The problem: Swap every "horse's" in the records below for "pony's" and write them all out again, leaving everything else unchanged.

(Items listed in a dataset)
***

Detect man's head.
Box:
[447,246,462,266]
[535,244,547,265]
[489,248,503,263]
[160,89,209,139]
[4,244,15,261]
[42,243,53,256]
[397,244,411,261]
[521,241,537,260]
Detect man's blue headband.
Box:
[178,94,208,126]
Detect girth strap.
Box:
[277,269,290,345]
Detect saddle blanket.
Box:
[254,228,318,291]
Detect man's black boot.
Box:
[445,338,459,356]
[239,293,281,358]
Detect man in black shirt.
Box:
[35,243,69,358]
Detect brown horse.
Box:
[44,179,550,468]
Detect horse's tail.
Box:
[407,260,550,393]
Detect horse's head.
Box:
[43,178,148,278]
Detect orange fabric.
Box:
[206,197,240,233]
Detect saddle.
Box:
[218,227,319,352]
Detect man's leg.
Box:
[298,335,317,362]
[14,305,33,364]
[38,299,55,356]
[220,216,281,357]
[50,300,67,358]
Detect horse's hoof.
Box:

***

Task output:
Detect man's head.
Box:
[447,246,462,266]
[535,244,547,265]
[489,248,503,263]
[160,89,209,139]
[4,244,15,261]
[42,243,53,256]
[397,244,411,261]
[521,241,537,260]
Detect man's blue headband.
Box:
[178,94,208,126]
Detect girth strap.
Box:
[277,269,290,345]
Detect saddle blanket.
Box:
[254,228,318,291]
Detect man's black boot.
Box:
[445,338,459,356]
[239,293,281,358]
Detect man in black shirt.
Box:
[35,243,69,358]
Detect brown horse.
Box:
[44,179,550,468]
Detect pony's tail.
Box:
[407,260,550,393]
Detect pony's head.
Box:
[43,178,148,278]
Detect orange fabric.
Box:
[206,197,240,233]
Detect saddle.
Box:
[218,227,319,352]
Detect man's leg.
Box:
[298,335,317,362]
[14,305,33,364]
[38,299,55,356]
[220,216,281,357]
[50,300,67,358]
Detect pony's hoof.
Box:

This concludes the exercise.